## [Available data]

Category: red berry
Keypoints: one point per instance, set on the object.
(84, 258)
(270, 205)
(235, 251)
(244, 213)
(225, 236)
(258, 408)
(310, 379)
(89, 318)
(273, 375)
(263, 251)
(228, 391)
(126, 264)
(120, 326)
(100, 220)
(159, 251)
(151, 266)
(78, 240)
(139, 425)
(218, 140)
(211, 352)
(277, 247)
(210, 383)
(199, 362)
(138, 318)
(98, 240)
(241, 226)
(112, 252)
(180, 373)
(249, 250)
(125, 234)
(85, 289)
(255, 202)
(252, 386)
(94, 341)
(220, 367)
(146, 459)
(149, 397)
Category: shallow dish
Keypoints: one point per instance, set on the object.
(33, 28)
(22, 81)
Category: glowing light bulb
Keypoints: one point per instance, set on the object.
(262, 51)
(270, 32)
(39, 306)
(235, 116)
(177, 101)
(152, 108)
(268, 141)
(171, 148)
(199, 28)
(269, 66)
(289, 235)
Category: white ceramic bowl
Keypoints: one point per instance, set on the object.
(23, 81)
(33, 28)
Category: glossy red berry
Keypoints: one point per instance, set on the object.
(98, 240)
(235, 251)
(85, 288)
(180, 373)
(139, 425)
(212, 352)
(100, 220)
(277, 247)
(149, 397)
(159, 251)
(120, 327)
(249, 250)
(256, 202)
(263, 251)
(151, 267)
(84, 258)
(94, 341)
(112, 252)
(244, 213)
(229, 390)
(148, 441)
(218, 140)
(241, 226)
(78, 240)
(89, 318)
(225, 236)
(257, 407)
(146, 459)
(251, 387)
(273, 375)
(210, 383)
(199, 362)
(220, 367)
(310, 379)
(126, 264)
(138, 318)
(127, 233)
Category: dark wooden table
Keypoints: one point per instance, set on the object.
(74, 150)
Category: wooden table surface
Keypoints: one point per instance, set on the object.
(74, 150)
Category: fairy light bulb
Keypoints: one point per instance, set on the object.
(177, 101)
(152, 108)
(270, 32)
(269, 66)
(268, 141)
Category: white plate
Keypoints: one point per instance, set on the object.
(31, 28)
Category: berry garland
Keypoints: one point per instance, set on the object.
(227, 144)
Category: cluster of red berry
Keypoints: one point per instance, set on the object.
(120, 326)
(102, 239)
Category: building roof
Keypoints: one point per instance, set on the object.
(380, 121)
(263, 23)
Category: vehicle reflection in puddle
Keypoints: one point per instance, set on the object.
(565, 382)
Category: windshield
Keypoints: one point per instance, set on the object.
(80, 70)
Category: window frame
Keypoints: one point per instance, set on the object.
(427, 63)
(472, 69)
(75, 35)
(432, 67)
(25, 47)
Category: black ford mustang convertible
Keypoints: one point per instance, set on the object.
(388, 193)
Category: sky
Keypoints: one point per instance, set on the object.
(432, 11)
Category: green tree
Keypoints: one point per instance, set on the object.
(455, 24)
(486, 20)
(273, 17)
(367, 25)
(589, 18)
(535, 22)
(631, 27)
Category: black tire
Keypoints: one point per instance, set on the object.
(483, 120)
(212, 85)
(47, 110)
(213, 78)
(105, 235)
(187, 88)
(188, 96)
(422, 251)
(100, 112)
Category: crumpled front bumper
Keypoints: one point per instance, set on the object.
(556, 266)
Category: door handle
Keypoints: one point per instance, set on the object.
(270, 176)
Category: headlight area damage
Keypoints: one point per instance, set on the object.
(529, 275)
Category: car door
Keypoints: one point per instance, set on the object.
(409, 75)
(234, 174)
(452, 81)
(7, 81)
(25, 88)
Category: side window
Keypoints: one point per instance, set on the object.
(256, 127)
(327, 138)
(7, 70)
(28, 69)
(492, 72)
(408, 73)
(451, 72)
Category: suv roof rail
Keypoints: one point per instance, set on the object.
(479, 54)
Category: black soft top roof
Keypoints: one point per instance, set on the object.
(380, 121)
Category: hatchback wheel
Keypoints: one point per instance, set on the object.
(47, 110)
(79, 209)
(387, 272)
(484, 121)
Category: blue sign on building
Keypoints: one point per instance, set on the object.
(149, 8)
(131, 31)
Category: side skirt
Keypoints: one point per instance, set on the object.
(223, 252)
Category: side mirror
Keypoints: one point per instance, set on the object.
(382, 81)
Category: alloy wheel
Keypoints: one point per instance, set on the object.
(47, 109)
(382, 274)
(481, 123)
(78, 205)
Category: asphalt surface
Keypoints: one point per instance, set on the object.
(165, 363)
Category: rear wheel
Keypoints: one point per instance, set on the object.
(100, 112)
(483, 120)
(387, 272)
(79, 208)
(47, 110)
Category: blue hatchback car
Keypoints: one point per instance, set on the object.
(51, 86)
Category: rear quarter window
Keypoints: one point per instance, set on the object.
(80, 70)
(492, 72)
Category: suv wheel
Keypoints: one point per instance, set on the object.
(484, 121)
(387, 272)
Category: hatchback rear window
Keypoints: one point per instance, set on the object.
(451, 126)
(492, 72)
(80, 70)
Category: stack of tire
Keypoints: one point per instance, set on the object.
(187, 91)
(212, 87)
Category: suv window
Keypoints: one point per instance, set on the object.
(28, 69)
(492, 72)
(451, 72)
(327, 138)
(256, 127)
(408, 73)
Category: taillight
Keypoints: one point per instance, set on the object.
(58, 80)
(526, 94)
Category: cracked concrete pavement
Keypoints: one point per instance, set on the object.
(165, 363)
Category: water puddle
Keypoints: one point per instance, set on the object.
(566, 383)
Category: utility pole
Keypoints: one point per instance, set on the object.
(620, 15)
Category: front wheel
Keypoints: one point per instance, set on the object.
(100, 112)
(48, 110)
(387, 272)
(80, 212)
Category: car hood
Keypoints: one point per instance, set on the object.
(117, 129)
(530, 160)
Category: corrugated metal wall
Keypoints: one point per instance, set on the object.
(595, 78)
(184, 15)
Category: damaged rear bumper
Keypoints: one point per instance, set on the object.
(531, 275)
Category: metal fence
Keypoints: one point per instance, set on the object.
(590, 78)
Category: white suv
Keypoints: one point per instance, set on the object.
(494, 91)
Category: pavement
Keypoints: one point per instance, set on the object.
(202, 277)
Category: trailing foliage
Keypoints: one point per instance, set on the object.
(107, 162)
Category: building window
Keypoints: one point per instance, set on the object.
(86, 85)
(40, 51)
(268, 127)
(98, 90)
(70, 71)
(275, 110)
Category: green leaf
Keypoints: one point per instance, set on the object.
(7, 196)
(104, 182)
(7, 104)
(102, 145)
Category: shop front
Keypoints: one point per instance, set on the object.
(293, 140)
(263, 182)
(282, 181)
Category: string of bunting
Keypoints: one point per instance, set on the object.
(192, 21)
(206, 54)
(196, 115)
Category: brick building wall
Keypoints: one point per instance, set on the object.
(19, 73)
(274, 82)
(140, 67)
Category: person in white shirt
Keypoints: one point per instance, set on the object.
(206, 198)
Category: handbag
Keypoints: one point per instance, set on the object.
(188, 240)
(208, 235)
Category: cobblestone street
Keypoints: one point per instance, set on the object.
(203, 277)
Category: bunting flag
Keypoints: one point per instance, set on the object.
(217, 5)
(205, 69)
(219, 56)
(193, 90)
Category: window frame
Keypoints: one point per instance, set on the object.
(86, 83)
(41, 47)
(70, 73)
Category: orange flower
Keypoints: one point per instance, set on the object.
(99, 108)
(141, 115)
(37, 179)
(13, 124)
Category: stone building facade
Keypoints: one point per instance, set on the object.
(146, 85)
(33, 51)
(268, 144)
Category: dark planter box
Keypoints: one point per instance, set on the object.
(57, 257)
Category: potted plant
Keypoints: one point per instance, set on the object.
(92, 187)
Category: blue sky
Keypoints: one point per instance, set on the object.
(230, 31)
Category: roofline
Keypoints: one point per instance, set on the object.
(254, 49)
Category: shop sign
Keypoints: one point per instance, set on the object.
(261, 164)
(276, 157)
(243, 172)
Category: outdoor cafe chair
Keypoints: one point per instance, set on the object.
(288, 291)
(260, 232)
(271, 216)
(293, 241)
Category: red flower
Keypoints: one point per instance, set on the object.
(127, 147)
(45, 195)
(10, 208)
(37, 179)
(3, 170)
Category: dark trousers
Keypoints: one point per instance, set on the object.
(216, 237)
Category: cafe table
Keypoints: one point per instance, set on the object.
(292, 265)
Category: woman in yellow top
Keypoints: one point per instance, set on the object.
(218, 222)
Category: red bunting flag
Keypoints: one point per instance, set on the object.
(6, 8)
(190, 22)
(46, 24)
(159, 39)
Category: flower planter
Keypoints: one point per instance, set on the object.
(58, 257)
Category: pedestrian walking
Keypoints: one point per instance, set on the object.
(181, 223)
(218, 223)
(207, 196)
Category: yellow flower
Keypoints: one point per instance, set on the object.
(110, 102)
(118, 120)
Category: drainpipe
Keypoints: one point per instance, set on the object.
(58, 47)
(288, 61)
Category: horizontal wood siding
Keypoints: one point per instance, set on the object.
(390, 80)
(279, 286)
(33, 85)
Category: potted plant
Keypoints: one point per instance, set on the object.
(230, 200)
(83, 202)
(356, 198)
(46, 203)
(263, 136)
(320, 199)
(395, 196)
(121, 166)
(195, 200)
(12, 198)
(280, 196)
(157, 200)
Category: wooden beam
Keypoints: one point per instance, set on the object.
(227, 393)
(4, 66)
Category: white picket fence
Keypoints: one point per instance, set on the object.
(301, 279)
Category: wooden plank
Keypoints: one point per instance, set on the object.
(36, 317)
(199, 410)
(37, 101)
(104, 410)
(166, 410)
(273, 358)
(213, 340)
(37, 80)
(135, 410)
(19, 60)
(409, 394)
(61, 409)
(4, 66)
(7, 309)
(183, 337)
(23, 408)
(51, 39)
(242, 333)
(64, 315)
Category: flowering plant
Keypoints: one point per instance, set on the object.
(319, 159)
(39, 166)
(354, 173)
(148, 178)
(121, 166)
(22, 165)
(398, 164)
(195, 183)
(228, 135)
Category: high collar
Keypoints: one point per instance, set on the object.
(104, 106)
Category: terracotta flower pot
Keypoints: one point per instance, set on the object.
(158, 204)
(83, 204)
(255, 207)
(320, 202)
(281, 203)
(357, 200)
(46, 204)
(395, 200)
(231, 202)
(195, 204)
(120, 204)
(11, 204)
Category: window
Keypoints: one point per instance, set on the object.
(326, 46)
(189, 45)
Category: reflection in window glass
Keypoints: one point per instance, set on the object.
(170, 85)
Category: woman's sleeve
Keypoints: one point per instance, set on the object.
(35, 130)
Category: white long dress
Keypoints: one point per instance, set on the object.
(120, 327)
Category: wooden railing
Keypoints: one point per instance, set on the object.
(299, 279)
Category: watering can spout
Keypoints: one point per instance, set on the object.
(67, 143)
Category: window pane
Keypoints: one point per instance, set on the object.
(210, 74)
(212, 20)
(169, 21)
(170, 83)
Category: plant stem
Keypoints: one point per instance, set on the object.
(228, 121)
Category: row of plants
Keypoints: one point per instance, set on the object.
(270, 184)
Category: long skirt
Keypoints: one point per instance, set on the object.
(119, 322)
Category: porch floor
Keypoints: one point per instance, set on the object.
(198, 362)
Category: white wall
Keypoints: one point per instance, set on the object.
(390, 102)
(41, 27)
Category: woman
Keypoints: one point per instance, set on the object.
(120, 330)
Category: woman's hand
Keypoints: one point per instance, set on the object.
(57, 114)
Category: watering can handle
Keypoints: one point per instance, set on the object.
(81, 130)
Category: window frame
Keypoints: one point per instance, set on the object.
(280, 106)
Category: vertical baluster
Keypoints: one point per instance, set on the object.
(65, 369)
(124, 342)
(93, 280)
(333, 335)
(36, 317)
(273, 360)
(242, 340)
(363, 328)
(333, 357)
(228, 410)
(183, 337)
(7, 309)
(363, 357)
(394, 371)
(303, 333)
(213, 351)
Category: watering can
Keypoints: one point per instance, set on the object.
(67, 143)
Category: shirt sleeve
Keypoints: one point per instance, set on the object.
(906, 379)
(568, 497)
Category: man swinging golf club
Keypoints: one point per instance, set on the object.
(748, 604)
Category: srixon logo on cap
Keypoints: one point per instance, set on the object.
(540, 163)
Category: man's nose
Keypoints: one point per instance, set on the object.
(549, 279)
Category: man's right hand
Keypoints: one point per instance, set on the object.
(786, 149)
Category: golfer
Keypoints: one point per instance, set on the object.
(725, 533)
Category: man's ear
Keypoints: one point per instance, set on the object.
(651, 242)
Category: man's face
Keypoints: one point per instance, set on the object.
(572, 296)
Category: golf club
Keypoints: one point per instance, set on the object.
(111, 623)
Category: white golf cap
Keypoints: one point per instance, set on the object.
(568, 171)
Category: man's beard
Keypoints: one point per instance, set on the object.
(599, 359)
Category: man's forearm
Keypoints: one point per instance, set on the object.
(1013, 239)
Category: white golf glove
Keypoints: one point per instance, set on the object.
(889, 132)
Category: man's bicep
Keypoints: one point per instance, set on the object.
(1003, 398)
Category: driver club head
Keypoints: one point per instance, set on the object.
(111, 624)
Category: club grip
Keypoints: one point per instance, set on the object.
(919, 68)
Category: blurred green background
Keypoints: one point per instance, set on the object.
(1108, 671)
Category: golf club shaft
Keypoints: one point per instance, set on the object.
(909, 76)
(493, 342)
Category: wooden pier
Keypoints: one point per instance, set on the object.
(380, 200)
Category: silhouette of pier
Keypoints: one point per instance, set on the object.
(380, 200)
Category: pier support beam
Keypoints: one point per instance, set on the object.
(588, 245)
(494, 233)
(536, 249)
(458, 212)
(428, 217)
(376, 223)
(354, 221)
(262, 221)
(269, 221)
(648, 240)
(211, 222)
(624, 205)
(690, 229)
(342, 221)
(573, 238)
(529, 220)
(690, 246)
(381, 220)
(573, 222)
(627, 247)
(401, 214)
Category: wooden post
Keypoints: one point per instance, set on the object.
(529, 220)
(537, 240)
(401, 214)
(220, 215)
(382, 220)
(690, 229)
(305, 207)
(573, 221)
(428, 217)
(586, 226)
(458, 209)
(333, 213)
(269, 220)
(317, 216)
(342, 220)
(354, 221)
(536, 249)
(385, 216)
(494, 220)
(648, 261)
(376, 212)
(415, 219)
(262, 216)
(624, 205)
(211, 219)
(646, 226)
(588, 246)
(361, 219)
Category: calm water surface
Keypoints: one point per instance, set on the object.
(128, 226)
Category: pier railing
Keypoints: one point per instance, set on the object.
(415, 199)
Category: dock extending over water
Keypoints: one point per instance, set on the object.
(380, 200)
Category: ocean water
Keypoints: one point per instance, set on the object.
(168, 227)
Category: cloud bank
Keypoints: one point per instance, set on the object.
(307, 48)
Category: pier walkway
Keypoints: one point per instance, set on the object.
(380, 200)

## [Action item]
Search the entries above for the string "berry". Copy each line in which it appears.

## [Task output]
Category: red berry
Category: glossy red berry
Category: berry garland
Category: cluster of red berry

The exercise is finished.